## WHAT IS EXPECTED
Pull out each line in the rows below that contains the word "with", copying every such line in full.

Pointing records
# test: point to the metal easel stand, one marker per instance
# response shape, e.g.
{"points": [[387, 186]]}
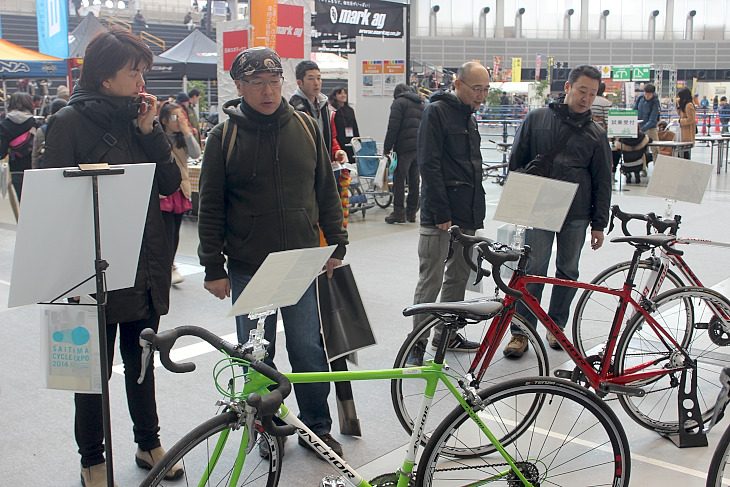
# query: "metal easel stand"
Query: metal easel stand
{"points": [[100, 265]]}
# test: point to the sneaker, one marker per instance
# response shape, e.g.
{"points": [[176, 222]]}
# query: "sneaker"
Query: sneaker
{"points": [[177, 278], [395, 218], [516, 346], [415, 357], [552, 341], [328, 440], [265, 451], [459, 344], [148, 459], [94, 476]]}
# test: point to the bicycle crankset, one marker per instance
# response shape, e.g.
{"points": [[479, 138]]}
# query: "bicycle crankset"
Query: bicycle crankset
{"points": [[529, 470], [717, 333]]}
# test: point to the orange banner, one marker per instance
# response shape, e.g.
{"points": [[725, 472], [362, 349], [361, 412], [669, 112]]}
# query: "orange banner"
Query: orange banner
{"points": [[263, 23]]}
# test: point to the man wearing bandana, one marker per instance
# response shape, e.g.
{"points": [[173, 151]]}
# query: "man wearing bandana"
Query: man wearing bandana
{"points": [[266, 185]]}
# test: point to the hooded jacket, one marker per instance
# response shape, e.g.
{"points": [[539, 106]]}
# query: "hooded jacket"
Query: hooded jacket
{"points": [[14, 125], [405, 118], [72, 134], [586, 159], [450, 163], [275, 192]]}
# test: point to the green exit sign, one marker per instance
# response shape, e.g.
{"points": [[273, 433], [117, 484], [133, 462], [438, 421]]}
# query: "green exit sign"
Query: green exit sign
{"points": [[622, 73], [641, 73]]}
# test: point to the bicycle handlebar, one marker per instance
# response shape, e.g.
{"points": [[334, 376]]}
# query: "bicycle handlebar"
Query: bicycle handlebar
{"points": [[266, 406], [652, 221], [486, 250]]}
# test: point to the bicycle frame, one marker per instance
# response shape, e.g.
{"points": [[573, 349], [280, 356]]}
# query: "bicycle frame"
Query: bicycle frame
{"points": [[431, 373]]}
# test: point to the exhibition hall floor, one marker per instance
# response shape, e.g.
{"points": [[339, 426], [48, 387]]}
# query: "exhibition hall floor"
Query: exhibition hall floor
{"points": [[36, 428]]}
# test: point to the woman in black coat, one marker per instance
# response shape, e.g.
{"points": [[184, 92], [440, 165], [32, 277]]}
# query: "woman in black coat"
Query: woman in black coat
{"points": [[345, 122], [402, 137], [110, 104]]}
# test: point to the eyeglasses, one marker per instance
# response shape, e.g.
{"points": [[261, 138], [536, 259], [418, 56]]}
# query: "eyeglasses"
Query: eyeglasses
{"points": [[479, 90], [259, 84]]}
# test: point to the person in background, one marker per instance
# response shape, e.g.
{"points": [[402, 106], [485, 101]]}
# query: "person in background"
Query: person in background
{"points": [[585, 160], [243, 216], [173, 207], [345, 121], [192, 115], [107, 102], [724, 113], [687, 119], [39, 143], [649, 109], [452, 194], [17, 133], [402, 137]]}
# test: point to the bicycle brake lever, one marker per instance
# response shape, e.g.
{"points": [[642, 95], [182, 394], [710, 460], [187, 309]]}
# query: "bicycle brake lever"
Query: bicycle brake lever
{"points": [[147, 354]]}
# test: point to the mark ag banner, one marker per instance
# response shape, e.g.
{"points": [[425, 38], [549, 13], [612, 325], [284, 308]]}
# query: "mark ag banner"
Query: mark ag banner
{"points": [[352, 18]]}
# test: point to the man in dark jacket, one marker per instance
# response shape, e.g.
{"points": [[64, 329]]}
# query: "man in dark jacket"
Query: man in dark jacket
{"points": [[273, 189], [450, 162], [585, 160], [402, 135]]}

==

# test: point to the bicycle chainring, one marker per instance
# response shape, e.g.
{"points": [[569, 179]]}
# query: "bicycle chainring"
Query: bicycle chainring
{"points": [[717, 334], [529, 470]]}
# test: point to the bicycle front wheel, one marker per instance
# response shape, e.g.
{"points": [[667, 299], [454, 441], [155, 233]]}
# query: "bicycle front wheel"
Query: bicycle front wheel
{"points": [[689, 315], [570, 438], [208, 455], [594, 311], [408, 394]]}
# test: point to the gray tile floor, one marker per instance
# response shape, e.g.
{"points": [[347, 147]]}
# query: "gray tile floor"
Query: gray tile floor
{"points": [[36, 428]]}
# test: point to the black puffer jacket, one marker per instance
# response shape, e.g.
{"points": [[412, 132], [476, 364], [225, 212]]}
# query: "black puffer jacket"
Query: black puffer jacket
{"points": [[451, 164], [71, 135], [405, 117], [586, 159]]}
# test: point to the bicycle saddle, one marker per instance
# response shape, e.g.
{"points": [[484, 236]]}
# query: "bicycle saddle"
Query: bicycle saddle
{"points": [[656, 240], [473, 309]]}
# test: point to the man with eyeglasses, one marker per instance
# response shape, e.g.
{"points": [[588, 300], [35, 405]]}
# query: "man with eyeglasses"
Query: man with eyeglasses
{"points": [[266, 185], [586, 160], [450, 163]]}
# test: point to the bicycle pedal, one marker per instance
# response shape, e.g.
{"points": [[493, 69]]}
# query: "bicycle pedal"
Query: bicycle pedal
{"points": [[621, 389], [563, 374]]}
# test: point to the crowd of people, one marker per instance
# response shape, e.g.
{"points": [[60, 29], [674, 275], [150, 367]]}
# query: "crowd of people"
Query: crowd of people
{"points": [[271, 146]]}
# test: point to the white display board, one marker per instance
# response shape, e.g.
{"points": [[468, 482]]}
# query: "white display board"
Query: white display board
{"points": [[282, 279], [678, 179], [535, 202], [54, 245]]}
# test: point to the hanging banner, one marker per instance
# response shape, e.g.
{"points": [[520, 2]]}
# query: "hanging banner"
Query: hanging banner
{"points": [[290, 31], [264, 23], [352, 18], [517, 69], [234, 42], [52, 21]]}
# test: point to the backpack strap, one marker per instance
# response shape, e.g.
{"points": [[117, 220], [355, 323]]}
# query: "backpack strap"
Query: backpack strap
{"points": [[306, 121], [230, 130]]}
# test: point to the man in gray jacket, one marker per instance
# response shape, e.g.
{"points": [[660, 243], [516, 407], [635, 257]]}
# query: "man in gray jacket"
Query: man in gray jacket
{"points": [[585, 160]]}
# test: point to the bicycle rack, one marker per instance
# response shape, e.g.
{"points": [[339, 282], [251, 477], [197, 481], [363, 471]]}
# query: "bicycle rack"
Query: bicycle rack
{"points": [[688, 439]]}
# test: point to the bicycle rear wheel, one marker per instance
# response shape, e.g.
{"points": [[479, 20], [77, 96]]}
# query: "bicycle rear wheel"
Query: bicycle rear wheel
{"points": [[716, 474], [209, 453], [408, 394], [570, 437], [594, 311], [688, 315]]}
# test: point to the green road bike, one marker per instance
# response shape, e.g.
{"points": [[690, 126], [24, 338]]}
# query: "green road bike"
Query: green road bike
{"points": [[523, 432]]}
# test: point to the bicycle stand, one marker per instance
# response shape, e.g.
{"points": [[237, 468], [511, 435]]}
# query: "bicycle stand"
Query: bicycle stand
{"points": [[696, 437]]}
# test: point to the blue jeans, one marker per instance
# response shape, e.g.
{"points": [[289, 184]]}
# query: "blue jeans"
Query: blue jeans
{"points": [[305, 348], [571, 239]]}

## CORRECT RESPONSE
# test: point to the man with eyeglasses, one marker per instance
# query: "man with eyeglasses"
Query: man with eyeglasses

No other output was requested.